(Beginning of PROVIDED TEXT)

Really all three of these trends are linked. If we look at the huge success of PingAn Good Doctor, it supports the Chinese state medical system, integrates it with insurance (and co-pay) and augments it with prevention, health management and low cost healthcare services. In addition, it is so convenient to the healthcare consumer, providing interactive consultation online and pharmacy delivery services to the consumers’ doors. The integration into the existing healthcare system is particularly important, the healthcare infrastructure in China is vast, but is quite traditional and aged; the costs of modernising the system are vast. I foresee the further needed vertical integration of healthcare services in China catalysed by Insurtech, which is ideal for O2O exploitation for the benefit of all industry players and Chinese citizens. Finally, 2016’s digital health insurance premium was US$62bn, 67% growth year on year, I suspect 2017’s number will come in well over US$100m and will show strong growth in 2018 and forward inline with China Government policy implementation.
Q.4 The notion of an ecosystem seems especially relevant in China (Ping An Good Doctor or China Life retirement homes). Why do you think we don’t see the ‘ecosystem’ phenomenon in the West?
This is a good question indeed. I believe it is largely cultural but also a function of scale. We do see online ecosystems in the West, but not to anywhere the same extent or reach. The separation of China’s internet from the rest of the world, via language and the country’s ‘firewall’ has also affected the adoption of online ecosystems in the West. The separation has stifled understanding, learning and integration of the inside and outside internet. Naturally, some things will have developed differently in both sectors of the internet. Chinese society has been homogeneous for thousands of years and has a sense of family and community. This has translated into physical components of an industry congregating together, to co-operate and co-exist with mutual benefit. There are still areas in all the cities where you can find concentrated individual markets providing all the goods and services for children, home, car, holiday, sport, medical and so forth. It is only natural for this ‘community’ concept to translate to the China internet/online world. The consumers are are used to one-stop shopping, and this demand has translated online in the online communities or ‘ecosystems’.

(End of PROVIDED TEXT)
(Beginning of DATA RECORDS)

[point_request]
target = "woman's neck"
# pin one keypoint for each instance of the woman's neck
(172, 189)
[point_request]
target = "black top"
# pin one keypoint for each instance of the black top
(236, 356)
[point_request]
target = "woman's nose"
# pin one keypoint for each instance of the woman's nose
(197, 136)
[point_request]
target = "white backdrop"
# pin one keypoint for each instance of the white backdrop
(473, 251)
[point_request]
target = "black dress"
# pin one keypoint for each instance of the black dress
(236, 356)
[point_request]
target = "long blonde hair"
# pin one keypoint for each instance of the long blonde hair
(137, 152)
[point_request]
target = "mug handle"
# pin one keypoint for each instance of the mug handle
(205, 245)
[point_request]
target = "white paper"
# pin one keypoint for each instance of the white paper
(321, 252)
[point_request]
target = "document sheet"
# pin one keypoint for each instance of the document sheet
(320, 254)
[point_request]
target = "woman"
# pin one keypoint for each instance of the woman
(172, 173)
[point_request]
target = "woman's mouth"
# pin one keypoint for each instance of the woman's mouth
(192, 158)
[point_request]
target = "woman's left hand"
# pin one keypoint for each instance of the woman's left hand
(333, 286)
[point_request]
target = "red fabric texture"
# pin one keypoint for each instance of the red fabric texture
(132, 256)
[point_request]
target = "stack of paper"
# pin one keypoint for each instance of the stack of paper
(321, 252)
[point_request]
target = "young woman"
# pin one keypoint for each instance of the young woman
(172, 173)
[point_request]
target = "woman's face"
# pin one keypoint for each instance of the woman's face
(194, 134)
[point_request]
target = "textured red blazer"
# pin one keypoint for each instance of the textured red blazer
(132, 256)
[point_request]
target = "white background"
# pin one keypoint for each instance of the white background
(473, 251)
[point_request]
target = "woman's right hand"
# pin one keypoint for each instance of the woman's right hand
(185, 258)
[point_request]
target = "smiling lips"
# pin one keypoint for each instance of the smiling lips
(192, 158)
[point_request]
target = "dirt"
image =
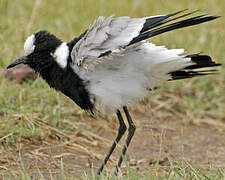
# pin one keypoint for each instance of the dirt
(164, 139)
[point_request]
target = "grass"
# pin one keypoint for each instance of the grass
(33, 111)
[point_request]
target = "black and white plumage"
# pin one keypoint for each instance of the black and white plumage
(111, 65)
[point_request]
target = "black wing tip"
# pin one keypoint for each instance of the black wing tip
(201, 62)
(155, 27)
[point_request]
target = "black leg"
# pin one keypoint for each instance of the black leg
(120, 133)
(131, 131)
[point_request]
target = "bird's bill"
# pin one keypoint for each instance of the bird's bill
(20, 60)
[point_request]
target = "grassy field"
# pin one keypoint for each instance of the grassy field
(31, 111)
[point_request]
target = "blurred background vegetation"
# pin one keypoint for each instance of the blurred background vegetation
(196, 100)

(End of DATA RECORDS)
(Beginning of DATA RECORDS)

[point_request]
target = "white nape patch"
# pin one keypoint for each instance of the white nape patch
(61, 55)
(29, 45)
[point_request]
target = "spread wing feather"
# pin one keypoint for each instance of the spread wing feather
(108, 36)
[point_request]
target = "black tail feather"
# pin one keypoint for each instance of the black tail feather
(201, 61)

(End of DATA RECORDS)

=== WORK TASK A ===
According to the text on Chinese insurtech and online ecosystems, what two services make PingAn Good Doctor convenient for healthcare consumers?
=== WORK TASK B ===
Write the next part of the text on Chinese insurtech and online ecosystems, starting after its final sentence.
You will not need the listing for any of this work.

=== TASK ANSWER A ===
It provides interactive consultation online and pharmacy delivery services to consumers' doors.

=== TASK ANSWER B ===
In the West, generally we do not see these types of congregations except through ethnic congregation for cultural continuation and comfort. In addition, the culture of business and purchase is to research, compare, look at what others are doing, interact and test before and holistising many lateral factors before moving to implement. To many Westerners this long drawn-out period of consideration seems strange, as the Western culture is, in contrast, more dynamic and transactional and this is how the online world in the West tends to organise. However, in the West we can see consolidators like PCWs and market places, because of the technological convenience, have become very popular, but point service providers still exist in insurance (and other sectors) and succeed. This is far less true in China, even market dominators like Ping An adopt the ecosystem concept and, are consequently, even more successful than if they went alone. Scale also has a big part to play.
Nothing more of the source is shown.